*AIM OF THE EXERCISE*:
Below are entries; write every one of them out again exactly.

*EXERCISE DATA*:
[Start of section]
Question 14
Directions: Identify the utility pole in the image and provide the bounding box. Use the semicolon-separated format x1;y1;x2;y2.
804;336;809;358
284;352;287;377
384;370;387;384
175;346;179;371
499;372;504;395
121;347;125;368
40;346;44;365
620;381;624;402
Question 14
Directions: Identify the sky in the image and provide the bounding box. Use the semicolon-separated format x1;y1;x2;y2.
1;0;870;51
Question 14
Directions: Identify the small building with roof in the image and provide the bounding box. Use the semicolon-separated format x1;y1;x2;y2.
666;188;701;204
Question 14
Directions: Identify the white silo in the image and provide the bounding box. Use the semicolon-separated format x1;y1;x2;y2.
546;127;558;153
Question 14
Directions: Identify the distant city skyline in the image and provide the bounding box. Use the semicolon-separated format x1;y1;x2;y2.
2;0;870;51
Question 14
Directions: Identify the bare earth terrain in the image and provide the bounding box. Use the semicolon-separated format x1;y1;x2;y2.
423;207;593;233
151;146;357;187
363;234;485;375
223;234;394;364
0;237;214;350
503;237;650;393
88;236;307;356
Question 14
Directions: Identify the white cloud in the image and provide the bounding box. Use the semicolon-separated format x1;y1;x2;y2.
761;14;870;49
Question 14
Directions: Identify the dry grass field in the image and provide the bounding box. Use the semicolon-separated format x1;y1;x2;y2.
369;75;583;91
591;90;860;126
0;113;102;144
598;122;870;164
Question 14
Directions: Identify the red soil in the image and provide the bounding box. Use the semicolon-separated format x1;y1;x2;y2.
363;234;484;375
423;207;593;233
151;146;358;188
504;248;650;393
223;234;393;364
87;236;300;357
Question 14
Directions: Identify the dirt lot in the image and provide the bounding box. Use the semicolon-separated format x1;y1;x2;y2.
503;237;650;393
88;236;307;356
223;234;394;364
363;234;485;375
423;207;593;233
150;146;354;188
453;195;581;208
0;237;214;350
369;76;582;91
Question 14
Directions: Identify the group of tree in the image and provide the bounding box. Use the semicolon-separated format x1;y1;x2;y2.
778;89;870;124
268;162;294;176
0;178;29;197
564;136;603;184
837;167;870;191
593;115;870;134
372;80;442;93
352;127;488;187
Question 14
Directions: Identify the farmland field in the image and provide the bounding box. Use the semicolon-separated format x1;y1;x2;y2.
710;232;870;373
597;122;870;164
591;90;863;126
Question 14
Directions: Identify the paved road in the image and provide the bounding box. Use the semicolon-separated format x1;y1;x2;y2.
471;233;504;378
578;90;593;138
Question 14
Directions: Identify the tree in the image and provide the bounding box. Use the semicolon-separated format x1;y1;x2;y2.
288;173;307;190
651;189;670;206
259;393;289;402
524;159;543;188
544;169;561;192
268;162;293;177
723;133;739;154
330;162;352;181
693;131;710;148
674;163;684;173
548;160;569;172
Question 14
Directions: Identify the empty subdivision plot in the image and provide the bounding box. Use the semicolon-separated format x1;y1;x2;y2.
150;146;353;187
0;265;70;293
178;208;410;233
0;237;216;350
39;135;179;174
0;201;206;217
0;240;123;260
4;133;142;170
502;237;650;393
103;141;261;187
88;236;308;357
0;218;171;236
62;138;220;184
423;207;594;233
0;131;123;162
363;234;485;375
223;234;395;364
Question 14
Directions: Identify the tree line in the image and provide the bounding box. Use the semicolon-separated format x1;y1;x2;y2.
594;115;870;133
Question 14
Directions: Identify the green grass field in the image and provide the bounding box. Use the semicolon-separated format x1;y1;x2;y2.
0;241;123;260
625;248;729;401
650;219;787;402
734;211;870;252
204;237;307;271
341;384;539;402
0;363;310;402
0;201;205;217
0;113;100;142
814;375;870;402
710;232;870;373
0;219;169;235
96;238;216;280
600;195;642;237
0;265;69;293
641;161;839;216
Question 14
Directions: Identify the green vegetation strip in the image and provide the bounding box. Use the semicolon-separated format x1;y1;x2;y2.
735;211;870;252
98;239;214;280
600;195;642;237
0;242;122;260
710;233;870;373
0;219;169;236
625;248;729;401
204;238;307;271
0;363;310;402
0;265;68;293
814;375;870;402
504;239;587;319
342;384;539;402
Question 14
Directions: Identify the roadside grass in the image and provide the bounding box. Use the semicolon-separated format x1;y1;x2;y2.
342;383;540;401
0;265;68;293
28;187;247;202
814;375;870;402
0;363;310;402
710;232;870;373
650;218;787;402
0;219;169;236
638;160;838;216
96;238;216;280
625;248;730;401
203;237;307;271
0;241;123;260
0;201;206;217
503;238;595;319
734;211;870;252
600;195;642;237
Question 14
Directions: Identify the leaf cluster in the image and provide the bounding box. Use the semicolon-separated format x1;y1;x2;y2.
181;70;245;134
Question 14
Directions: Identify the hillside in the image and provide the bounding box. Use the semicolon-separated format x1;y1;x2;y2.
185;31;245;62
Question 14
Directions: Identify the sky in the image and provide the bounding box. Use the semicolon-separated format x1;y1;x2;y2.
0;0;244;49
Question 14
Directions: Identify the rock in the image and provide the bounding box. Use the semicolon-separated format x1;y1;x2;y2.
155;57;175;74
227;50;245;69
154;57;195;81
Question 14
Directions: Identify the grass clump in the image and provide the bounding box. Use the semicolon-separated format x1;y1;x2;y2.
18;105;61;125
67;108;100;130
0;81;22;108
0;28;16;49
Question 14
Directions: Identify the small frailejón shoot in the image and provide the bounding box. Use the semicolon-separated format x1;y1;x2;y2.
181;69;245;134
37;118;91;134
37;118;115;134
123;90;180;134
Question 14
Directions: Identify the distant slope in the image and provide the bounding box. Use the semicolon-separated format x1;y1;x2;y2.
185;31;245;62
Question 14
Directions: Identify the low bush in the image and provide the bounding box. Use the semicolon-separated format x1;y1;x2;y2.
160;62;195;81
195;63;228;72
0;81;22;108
[End of section]
*EXERCISE RESULT*:
Question 14
Directions: Identify the utility pole in the image and provide the bounding box. Use the semicolon-separated format x1;y1;x2;y2.
804;336;809;358
284;352;287;377
384;370;387;384
175;346;179;371
499;372;504;395
121;347;125;368
40;346;44;365
620;381;624;402
Question 14
Directions: Identify the sky in the image and provide the bounding box. Use the semicolon-separated format x1;y1;x2;y2.
1;0;870;51
Question 14
Directions: Identify the small building with roof in the image and provide the bounding box. Use the semicolon-separated format x1;y1;x2;y2.
666;188;701;204
Question 14
Directions: Identify the white silo in the image and provide the bounding box. Use the semicolon-separated format x1;y1;x2;y2.
546;127;558;153
Question 14
Directions: Identify the distant city skyline in the image and provide the bounding box. Use the semicolon-separated format x1;y1;x2;y2.
2;0;870;51
Question 14
Directions: Identify the bare earth terrain in the image and provide the bounding box. Use the semicolon-separated format x1;y1;x2;y2.
423;207;593;233
151;146;357;187
363;234;485;375
223;234;394;364
0;237;214;350
503;237;650;393
88;236;307;356
Question 14
Directions: Identify the white cloud in the image and provide the bounding box. Use the semicolon-separated format x1;y1;x2;y2.
761;14;870;49
Question 14
Directions: Identify the dry grass field in the image and provide the bounding box. Use the semicolon-separated format x1;y1;x2;y2.
369;75;583;91
591;90;860;126
0;113;102;144
598;122;870;164
Question 14
Directions: Identify the red soil in the image and provide the bounding box. Use the semicolon-separated format x1;y1;x2;y2.
363;234;484;375
423;207;593;233
151;146;358;188
504;248;650;393
223;234;393;364
87;236;300;357
Question 14
Directions: Identify the dirt lot in the image and provide the bounding box. Use the semicolon-separated format x1;y1;x2;y2.
503;237;650;393
88;236;307;356
223;234;394;364
363;234;485;375
423;207;593;233
150;146;354;188
453;195;581;208
0;237;214;350
369;76;582;91
Question 14
Directions: Identify the group of tree in the image and provide the bounding box. Use the semicolon-separated format x1;y1;x2;y2.
778;89;870;124
268;162;294;176
0;178;29;197
564;136;603;184
837;167;870;191
593;115;870;134
372;80;442;93
352;127;488;187
Question 14
Directions: Identify the farmland field in the image and provide the bounding box. Use the semicolon-separated format x1;y1;x2;y2.
710;232;870;373
597;122;870;164
591;90;863;126
Question 14
Directions: Identify the paved road in the image and provide the bounding box. Use the semicolon-separated format x1;y1;x2;y2.
471;233;504;378
578;90;593;138
Question 14
Directions: Identify the tree in the image and provide the bounding box. Use the semicolon-separated format x1;y1;x2;y2.
288;173;307;190
651;189;670;206
259;393;289;402
524;159;543;188
544;169;561;192
268;162;293;177
723;133;739;154
330;162;352;181
693;131;710;148
674;163;684;173
548;160;569;172
Question 14
Directions: Identify the empty subdivision plot in the image and provide the bounding box. Use the semicolon-separated format x1;y1;x2;y2.
150;146;353;187
0;265;70;293
178;208;410;233
0;237;216;350
39;135;179;174
0;201;206;217
0;240;123;260
4;133;142;170
502;237;650;393
103;141;261;187
88;236;308;357
0;218;171;236
62;138;220;184
423;207;594;233
0;131;123;162
363;234;485;375
223;234;395;364
Question 14
Directions: Identify the tree line in the image and provide the bounding box. Use the semicolon-separated format x1;y1;x2;y2.
594;115;870;133
Question 14
Directions: Identify the green grass field in the image and provide the bounding box. Use the semicolon-separated format x1;y1;x2;y2.
0;241;123;260
625;248;729;401
650;219;787;402
734;211;870;252
204;237;307;271
341;384;539;402
0;363;310;402
0;201;205;217
0;113;100;142
814;375;870;402
710;232;870;373
0;219;169;235
96;238;216;280
600;195;642;237
0;265;69;293
641;161;839;216
Question 14
Directions: Identify the green vegetation strip in the image and provide the bounding box. Use the semicolon-separated format x1;y1;x2;y2.
735;211;870;252
98;239;214;280
600;195;642;237
0;242;122;260
710;233;870;373
0;219;169;236
625;248;729;401
204;238;307;271
0;363;310;402
0;265;68;293
814;375;870;402
504;239;587;319
342;384;539;402
Question 14
Directions: Identify the roadside grass in the image and provide the bounding box. Use the semicolon-separated format x1;y1;x2;y2.
342;383;540;401
0;265;68;293
28;187;247;202
814;375;870;402
0;363;310;402
710;232;870;373
650;218;787;402
0;219;169;236
638;160;838;216
96;238;216;280
625;248;730;401
203;237;307;271
0;241;123;260
0;201;206;217
503;238;595;319
734;211;870;252
600;195;642;237
Question 14
Directions: Identify the leaf cluster in the image and provide the bounding box. Use the semicolon-separated format x1;y1;x2;y2.
181;70;245;134
Question 14
Directions: Identify the hillside in the image and provide the bounding box. Use the semicolon-separated format x1;y1;x2;y2.
185;31;245;62
Question 14
Directions: Identify the sky in the image and provide the bounding box. Use the semicolon-separated format x1;y1;x2;y2.
0;0;244;49
Question 14
Directions: Identify the rock in the image and provide the bounding box. Use the semicolon-separated format x1;y1;x2;y2.
155;57;175;74
227;50;245;69
154;57;195;81
Question 14
Directions: Identify the grass clump in the image and provide the bounding box. Use the semicolon-separated format x1;y1;x2;y2.
18;105;61;125
67;108;100;130
0;81;22;108
0;28;16;49
Question 14
Directions: Identify the small frailejón shoot in the image and provide the bounding box. Use the semicolon-separated format x1;y1;x2;y2.
181;69;245;134
37;118;91;134
37;118;115;134
123;90;180;134
Question 14
Directions: Identify the distant slope in the image and provide the bounding box. Use the semicolon-separated format x1;y1;x2;y2.
185;31;245;62
Question 14
Directions: Identify the low bush in the image and provide the bounding box. Use the semicolon-separated format x1;y1;x2;y2.
160;62;195;81
195;63;228;72
0;81;22;108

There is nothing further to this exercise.